***** Recorded data *****

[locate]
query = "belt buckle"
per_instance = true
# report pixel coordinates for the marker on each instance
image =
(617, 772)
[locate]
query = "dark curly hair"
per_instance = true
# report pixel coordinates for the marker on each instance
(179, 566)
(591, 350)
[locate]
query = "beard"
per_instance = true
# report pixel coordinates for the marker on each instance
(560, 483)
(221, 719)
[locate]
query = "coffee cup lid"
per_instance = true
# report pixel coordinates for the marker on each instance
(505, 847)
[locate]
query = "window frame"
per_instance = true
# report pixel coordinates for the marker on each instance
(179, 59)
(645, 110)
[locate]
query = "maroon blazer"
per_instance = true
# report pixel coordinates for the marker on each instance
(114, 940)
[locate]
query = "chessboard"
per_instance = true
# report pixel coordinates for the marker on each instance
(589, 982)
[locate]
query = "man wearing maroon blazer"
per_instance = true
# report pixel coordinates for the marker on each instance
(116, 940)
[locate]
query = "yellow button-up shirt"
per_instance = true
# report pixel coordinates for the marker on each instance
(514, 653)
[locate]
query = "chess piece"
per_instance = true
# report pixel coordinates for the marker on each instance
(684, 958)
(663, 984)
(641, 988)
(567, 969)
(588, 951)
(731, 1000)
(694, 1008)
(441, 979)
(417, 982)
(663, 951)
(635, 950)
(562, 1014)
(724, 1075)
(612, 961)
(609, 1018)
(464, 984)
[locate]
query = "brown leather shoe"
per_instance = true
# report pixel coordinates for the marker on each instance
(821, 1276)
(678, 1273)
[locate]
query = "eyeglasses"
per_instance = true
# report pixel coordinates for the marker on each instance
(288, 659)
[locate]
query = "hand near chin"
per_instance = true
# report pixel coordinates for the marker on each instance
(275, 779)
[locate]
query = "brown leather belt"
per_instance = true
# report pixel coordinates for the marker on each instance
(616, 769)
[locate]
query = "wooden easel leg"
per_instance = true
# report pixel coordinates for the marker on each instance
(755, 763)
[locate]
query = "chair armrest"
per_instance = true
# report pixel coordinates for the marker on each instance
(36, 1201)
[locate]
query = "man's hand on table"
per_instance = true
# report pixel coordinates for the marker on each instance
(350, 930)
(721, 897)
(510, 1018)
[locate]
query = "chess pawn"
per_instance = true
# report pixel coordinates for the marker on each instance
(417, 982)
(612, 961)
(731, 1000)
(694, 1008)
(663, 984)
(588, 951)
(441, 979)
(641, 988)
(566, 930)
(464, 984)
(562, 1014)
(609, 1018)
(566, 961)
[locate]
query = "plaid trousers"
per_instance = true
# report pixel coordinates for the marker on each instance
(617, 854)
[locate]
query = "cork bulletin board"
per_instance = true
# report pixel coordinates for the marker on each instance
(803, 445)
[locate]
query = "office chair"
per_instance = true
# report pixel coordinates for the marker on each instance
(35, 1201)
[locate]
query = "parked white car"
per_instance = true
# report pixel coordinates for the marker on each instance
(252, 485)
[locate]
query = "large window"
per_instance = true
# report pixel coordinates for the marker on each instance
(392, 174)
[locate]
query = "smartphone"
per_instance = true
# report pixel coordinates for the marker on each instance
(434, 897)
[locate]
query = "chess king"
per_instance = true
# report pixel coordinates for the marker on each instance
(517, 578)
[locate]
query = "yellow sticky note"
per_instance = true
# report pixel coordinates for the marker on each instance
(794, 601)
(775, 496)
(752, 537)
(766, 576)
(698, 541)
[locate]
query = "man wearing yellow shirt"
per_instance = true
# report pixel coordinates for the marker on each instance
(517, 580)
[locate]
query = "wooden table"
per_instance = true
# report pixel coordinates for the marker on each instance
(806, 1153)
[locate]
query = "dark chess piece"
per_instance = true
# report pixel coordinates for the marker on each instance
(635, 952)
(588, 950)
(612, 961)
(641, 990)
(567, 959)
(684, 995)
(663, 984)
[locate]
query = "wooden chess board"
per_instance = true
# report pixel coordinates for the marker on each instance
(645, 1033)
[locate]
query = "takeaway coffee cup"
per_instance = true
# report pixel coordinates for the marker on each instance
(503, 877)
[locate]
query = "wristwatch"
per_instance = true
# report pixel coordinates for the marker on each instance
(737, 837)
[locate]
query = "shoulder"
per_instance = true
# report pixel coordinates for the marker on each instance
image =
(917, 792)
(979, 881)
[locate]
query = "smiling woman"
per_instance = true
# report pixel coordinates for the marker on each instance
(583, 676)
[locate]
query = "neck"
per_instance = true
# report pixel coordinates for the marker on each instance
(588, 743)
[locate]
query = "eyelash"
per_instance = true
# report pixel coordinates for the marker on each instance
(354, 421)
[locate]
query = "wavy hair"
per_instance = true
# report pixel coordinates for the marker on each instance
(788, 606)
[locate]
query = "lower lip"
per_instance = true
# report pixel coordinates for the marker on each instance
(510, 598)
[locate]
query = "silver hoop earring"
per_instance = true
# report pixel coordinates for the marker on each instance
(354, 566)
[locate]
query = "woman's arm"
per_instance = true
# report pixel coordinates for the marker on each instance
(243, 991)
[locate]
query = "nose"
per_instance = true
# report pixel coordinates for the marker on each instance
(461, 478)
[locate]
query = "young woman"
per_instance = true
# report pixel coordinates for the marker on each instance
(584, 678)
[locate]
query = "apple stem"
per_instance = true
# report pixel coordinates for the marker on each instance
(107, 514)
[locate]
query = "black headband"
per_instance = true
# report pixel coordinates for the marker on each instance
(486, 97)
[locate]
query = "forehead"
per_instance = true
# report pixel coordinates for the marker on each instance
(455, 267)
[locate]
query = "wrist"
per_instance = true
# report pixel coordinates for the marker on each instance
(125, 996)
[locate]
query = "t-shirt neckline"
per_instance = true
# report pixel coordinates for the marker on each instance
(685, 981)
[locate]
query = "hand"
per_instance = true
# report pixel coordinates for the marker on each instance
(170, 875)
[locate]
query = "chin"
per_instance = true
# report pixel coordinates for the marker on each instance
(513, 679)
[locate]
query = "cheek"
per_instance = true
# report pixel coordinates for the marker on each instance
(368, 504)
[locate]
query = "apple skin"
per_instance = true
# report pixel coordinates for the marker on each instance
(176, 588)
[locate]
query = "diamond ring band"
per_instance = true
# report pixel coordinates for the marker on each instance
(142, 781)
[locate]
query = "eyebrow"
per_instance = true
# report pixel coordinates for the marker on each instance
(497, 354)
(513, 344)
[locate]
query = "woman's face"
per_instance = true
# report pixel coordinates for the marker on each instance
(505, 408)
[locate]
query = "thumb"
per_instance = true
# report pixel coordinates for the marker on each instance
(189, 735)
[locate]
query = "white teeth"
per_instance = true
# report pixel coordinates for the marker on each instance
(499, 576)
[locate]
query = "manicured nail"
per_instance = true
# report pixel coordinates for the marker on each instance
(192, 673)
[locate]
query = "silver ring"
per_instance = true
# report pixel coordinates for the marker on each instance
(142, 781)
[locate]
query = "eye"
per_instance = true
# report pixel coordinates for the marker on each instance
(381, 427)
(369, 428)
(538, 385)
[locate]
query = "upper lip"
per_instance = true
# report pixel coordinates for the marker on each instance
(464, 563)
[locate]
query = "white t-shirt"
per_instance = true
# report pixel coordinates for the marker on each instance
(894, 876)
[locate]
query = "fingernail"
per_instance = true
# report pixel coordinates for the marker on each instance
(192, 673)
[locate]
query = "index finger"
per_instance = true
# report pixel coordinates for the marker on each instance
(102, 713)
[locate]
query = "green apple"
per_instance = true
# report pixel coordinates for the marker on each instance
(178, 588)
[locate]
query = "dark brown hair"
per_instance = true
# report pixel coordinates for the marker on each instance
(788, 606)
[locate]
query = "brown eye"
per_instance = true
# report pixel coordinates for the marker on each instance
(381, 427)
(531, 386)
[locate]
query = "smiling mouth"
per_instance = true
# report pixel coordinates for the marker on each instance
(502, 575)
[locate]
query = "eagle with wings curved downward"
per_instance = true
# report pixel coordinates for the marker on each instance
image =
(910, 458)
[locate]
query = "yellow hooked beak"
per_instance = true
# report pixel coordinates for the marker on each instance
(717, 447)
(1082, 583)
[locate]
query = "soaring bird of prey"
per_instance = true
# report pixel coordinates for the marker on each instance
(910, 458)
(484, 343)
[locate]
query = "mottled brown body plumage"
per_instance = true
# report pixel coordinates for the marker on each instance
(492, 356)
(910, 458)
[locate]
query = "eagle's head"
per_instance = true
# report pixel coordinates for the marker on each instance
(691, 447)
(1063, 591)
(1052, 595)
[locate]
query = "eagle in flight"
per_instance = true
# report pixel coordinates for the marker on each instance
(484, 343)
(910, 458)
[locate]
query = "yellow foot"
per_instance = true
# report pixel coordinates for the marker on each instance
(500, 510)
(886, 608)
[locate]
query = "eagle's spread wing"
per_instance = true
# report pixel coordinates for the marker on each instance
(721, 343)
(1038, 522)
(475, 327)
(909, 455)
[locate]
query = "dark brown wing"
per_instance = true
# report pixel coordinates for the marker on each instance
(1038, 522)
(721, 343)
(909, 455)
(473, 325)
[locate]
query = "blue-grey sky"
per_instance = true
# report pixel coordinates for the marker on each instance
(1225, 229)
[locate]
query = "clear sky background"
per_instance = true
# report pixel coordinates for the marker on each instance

*****

- Your objective -
From the items above, copy each line that includes the string "silver". Case counts.

- Result of the task -
query = "silver hoop earring"
query = "silver ring"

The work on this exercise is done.